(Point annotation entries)
┄┄┄┄┄┄┄┄┄┄

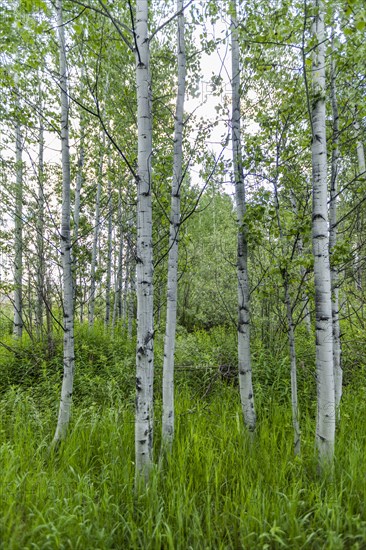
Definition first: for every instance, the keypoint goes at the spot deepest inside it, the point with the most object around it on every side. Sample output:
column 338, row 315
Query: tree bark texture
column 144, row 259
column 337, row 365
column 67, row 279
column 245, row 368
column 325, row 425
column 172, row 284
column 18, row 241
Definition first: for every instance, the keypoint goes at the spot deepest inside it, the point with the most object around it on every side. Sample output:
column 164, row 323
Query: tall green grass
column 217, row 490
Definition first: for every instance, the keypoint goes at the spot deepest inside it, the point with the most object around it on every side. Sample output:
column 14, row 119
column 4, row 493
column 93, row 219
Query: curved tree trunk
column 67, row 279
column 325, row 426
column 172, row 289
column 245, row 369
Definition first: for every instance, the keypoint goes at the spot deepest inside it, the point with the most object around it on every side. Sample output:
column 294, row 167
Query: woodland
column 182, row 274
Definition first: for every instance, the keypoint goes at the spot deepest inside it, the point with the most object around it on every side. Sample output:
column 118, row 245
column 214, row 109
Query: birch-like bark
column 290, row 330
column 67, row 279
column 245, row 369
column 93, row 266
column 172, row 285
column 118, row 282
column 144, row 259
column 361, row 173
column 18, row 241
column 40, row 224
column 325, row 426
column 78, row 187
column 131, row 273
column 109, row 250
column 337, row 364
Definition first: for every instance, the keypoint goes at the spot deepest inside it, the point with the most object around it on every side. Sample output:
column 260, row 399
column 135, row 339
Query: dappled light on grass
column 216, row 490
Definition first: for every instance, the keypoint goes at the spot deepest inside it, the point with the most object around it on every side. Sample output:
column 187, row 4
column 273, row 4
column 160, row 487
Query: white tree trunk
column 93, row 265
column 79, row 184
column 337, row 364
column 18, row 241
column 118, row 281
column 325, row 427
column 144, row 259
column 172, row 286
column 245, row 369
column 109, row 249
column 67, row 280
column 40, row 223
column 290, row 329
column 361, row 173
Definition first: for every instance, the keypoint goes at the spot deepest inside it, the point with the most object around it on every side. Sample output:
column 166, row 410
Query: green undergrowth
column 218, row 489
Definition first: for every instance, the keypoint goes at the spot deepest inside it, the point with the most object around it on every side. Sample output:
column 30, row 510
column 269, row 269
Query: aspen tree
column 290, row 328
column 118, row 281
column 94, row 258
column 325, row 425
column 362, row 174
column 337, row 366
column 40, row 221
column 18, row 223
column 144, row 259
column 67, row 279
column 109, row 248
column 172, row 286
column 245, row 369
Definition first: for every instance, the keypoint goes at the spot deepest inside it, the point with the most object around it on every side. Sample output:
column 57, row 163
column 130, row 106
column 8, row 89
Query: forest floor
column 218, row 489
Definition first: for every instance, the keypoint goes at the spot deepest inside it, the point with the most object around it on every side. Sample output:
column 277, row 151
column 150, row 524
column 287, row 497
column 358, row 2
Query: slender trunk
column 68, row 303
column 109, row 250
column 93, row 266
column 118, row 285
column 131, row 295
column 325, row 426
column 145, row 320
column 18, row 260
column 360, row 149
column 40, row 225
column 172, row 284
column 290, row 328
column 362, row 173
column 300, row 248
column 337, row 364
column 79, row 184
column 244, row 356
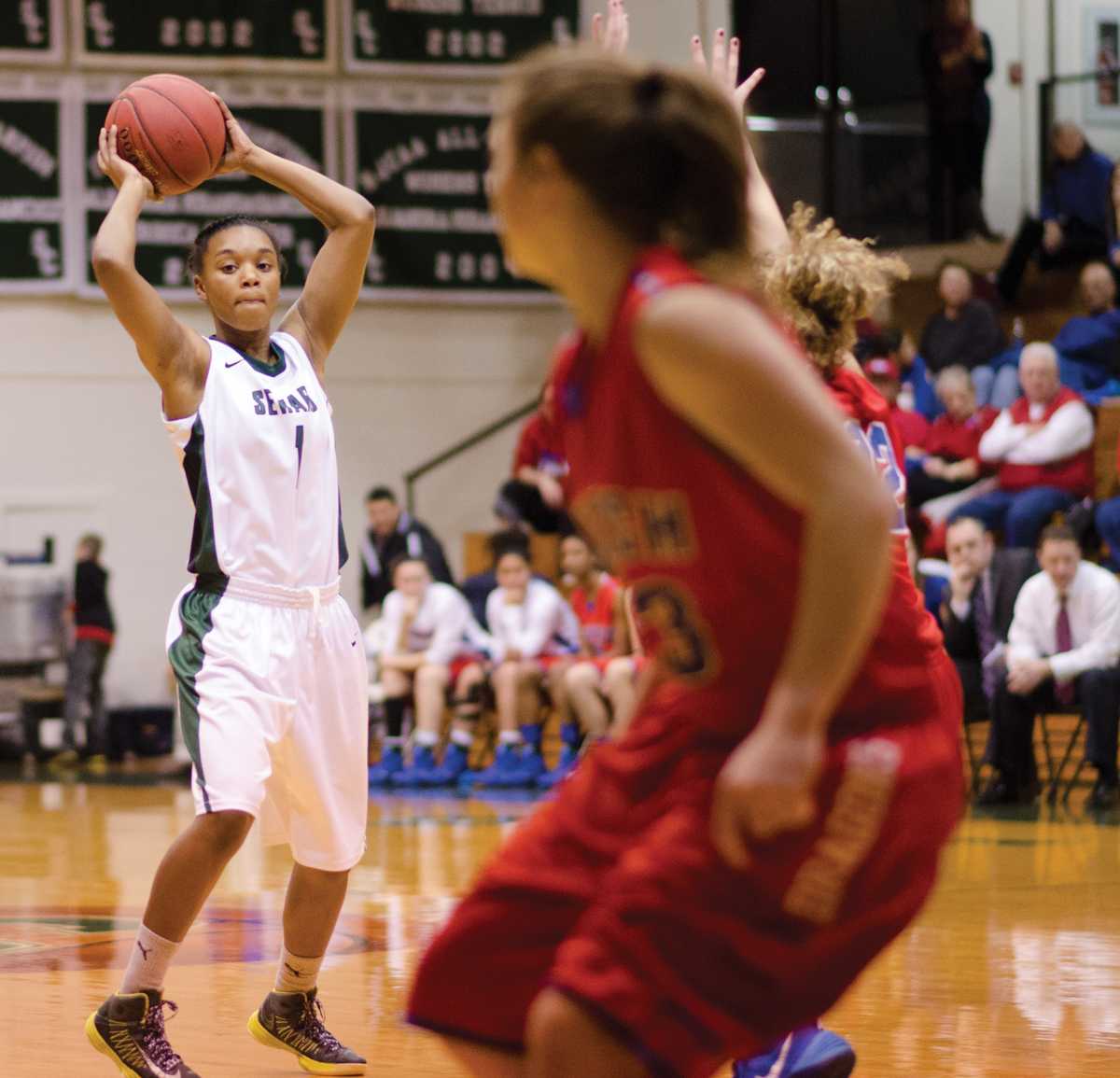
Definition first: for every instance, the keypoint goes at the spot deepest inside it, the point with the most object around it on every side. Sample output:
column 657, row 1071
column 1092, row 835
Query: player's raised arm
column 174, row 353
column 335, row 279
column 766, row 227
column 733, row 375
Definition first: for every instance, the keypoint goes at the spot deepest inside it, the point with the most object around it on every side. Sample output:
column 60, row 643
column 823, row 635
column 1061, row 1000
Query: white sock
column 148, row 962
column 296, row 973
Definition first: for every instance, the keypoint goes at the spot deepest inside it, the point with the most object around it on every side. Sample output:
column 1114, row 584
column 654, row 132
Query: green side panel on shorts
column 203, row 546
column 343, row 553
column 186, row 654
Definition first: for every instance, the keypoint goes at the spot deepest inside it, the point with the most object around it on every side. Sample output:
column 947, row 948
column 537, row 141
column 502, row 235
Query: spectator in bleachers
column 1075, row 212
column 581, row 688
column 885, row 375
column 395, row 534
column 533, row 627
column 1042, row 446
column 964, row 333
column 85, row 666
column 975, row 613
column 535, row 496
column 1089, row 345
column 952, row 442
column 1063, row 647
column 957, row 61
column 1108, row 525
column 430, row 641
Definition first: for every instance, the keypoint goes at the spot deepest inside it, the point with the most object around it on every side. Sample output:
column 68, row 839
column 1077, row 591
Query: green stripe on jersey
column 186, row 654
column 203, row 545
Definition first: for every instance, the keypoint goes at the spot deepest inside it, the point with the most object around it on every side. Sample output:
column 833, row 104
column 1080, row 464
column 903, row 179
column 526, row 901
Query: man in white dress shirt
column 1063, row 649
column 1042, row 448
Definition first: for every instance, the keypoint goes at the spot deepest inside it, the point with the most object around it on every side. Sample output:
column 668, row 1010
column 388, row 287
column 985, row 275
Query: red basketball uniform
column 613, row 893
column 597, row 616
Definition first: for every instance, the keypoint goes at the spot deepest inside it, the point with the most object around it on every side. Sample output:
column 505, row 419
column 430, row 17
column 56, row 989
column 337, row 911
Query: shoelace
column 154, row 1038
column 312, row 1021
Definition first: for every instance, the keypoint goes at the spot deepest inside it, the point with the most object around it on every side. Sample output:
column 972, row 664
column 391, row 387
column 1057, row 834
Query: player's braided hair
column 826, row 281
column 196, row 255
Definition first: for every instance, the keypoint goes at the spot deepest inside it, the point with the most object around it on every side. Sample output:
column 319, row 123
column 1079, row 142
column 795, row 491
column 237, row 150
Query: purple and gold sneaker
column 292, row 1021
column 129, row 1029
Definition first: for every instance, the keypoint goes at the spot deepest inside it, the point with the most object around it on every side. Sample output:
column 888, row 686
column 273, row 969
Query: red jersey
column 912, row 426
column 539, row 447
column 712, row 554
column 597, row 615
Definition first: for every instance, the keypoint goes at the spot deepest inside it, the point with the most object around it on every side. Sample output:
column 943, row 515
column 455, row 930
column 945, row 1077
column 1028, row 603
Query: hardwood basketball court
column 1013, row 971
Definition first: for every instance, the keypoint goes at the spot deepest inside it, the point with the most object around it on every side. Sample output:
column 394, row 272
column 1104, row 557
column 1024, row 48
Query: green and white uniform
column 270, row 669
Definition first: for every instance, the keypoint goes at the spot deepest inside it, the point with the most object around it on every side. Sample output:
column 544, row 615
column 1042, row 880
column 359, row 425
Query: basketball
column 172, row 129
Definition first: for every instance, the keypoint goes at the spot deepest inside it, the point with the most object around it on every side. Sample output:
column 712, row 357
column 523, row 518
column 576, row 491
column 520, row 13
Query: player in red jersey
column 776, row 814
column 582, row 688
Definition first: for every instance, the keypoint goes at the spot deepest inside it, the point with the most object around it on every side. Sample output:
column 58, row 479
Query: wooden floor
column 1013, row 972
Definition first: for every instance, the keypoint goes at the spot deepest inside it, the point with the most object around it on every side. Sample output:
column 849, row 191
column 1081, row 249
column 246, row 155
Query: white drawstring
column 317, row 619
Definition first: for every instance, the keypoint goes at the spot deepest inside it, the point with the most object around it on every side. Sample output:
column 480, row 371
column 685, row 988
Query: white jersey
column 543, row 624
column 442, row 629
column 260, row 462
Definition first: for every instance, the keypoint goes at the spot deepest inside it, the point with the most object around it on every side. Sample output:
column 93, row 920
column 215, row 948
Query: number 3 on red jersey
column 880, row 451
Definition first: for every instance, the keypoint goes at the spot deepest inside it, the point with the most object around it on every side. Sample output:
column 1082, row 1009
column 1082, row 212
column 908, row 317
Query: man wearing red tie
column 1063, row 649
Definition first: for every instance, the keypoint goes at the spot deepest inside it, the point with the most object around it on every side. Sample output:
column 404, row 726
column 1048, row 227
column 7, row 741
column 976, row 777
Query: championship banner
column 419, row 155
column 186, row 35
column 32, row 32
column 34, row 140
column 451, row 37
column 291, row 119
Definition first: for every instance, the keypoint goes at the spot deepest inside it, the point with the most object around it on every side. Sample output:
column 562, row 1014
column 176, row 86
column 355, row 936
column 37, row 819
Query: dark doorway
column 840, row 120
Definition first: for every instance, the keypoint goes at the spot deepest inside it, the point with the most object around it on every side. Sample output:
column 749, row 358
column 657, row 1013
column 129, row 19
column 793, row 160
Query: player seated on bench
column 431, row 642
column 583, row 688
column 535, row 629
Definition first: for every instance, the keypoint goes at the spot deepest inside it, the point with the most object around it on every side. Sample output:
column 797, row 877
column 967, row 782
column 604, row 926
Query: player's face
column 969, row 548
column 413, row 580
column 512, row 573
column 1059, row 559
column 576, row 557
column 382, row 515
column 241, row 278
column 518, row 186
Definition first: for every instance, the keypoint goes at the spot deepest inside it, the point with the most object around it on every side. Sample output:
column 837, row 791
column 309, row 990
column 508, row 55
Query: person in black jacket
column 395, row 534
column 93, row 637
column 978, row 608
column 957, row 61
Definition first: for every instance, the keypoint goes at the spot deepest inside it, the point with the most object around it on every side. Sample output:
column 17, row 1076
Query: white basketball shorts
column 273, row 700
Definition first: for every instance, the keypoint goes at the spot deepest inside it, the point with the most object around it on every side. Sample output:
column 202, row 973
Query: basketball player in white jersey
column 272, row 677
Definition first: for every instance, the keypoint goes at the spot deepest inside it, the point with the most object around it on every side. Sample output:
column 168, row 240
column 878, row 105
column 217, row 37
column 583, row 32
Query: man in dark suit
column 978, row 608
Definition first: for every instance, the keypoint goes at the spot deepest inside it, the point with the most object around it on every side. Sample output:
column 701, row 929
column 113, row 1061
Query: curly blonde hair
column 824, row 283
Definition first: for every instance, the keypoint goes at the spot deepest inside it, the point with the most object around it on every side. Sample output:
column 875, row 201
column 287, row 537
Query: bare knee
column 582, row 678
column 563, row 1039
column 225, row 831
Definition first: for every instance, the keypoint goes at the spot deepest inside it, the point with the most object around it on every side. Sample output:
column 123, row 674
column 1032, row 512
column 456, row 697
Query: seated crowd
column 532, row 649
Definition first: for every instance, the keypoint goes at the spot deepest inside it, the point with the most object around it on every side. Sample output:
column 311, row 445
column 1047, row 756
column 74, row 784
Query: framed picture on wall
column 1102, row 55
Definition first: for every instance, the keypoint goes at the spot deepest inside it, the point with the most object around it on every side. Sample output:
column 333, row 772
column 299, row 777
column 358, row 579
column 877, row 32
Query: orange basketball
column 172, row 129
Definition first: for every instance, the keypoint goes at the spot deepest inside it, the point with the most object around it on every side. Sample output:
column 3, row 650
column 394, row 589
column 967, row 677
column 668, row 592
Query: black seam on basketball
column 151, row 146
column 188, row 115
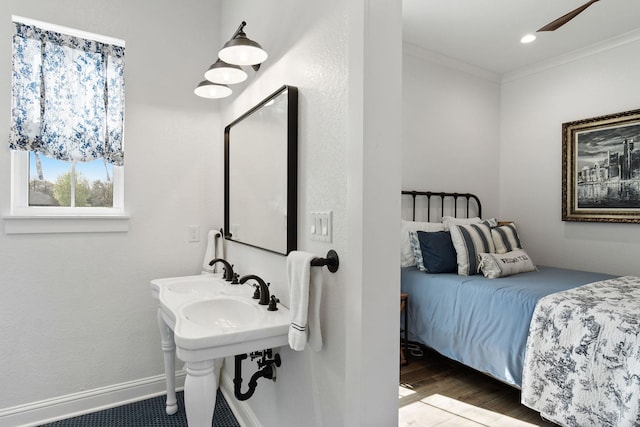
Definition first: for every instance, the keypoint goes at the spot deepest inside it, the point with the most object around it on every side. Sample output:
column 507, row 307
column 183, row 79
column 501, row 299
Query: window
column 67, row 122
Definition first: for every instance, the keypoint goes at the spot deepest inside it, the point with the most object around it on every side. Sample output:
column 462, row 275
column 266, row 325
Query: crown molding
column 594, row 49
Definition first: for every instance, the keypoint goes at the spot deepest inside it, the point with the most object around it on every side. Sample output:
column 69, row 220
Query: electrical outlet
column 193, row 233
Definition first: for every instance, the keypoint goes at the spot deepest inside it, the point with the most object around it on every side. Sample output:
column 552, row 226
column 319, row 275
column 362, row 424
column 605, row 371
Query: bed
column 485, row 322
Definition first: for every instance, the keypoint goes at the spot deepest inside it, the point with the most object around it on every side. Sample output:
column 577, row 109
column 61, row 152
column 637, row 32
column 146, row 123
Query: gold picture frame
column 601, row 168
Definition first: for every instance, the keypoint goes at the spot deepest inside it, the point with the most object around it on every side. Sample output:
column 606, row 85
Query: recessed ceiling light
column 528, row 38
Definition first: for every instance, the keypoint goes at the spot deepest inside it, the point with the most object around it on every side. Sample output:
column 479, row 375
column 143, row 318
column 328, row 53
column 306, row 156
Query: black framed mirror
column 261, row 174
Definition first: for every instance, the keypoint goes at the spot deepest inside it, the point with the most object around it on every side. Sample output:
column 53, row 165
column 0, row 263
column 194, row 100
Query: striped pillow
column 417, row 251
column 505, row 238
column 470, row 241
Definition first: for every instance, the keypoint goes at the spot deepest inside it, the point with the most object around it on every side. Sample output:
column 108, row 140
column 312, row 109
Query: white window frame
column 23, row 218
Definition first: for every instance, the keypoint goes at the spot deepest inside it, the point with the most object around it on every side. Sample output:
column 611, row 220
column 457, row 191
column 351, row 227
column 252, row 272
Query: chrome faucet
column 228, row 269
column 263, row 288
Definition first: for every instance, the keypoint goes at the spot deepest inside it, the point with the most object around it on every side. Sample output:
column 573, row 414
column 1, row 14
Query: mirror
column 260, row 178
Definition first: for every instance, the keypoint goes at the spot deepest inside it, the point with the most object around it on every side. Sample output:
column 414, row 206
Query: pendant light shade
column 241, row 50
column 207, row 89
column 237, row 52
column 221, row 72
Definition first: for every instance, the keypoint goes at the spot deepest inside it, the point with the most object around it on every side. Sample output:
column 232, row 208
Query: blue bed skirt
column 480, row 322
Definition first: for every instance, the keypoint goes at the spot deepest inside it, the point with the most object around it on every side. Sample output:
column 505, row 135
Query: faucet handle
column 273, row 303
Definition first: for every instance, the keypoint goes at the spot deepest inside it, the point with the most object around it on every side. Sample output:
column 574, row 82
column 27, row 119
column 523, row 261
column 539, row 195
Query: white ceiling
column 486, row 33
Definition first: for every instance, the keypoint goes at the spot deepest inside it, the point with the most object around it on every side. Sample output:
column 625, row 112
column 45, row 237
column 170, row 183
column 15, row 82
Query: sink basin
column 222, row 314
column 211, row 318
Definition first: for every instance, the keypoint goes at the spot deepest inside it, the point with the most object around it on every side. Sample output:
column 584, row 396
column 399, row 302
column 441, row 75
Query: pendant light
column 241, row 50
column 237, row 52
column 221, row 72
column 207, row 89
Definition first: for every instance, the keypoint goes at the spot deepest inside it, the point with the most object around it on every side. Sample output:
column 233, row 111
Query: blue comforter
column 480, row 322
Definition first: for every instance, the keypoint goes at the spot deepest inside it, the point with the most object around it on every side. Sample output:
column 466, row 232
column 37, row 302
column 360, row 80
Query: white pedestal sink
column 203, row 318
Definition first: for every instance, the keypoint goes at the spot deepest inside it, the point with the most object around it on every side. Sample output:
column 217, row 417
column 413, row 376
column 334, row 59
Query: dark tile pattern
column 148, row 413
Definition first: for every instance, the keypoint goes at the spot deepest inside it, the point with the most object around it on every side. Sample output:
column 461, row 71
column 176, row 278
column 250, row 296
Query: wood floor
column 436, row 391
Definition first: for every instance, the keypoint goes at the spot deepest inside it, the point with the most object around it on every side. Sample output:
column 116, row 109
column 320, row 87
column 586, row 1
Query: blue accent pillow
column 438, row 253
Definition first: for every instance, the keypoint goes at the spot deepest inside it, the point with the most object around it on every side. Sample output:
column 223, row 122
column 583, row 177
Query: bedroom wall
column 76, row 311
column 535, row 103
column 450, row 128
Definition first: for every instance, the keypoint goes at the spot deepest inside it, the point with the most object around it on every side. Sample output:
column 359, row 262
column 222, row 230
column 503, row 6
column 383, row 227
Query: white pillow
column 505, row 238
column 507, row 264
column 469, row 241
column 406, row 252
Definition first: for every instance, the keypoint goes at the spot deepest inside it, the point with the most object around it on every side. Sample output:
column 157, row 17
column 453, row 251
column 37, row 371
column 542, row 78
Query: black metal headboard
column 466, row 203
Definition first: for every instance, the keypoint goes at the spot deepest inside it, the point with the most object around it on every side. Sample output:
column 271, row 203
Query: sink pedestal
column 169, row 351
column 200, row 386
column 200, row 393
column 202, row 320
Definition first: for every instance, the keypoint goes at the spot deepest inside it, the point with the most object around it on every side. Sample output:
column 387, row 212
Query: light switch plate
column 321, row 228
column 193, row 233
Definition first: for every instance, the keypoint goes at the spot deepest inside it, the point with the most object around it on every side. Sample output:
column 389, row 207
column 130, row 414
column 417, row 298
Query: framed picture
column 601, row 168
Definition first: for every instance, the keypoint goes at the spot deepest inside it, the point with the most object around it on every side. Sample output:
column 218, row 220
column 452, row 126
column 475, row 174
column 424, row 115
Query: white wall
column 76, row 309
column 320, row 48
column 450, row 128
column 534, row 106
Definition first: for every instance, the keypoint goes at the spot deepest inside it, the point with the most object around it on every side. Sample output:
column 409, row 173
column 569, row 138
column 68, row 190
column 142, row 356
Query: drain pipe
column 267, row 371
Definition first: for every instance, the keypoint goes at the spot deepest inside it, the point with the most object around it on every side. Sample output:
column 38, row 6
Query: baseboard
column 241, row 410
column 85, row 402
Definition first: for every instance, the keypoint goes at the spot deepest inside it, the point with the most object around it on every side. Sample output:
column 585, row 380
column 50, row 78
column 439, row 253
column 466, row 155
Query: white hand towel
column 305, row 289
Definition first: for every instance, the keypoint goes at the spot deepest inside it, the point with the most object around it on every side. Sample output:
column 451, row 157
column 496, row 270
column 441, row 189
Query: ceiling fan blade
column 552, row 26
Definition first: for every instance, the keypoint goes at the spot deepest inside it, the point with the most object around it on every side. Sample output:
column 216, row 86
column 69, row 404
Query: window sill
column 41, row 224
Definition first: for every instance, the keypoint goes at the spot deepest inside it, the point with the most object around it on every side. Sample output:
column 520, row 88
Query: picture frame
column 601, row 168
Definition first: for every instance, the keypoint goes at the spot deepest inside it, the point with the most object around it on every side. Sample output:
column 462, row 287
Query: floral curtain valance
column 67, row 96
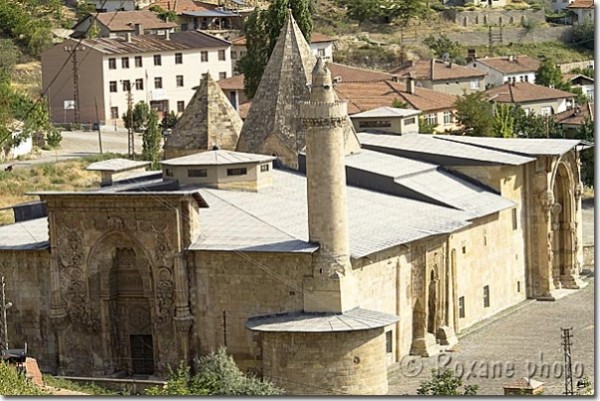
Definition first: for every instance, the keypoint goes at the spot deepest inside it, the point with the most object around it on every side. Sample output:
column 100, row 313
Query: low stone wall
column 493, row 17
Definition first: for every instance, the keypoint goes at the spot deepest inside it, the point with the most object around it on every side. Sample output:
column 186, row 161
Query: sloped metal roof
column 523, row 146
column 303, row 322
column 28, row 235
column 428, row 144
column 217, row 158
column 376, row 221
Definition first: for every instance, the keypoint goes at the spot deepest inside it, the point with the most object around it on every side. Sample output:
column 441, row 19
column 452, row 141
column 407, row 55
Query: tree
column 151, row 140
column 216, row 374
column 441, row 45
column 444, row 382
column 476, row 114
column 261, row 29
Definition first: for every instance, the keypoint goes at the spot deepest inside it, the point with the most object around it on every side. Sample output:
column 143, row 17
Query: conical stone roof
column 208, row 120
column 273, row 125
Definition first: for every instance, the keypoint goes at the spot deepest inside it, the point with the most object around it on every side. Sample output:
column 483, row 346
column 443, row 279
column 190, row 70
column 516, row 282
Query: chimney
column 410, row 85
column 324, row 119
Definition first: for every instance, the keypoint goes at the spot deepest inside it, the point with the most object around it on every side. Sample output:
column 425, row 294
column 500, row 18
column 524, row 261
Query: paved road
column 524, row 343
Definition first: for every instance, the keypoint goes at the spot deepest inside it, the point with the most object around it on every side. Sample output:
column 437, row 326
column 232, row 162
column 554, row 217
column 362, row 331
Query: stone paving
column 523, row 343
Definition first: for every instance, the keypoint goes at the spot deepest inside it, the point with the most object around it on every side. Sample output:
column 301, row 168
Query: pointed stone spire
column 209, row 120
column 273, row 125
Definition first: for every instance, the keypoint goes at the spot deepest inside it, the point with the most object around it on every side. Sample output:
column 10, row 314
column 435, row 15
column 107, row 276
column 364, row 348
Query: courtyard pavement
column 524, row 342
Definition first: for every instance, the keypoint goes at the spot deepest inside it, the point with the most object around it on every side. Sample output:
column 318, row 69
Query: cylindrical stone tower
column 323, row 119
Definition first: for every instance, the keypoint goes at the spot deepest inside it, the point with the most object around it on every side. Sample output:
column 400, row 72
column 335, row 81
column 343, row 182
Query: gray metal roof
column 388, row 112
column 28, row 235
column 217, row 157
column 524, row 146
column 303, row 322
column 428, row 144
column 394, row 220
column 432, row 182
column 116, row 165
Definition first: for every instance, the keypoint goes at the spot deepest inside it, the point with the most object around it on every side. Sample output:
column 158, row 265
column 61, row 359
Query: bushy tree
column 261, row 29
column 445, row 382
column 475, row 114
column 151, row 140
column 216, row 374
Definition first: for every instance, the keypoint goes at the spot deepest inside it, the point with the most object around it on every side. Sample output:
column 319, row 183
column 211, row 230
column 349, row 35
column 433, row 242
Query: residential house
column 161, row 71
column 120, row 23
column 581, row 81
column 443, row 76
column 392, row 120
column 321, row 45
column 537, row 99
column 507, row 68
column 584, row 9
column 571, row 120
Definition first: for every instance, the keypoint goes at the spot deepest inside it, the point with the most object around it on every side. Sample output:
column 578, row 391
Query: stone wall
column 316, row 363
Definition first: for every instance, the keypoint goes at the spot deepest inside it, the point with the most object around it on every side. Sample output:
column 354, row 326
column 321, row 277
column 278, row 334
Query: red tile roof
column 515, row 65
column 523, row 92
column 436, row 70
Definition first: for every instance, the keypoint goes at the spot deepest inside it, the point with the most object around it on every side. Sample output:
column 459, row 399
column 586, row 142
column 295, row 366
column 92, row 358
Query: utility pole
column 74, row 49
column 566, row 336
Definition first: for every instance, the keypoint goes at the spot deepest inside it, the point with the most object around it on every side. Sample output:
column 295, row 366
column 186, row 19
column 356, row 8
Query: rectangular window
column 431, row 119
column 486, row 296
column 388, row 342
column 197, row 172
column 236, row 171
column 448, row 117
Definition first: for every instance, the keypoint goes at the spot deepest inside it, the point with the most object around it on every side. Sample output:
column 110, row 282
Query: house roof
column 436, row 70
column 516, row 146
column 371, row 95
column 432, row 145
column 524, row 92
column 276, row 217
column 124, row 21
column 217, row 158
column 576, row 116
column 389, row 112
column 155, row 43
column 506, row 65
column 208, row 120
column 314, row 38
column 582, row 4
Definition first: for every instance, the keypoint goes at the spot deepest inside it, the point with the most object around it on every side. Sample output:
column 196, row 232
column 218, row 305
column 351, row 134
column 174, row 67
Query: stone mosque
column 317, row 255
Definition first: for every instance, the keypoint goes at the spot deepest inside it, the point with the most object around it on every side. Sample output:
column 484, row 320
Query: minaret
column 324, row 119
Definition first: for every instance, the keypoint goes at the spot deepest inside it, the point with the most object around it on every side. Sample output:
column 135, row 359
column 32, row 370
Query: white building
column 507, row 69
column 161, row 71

┄┄┄┄┄┄┄┄┄┄

Pick out and copy every line in the entries above that contains the string "mirror", treating uppercase and lowercase as different.

## FINAL RESULT
Query: black framed mirror
Query: mirror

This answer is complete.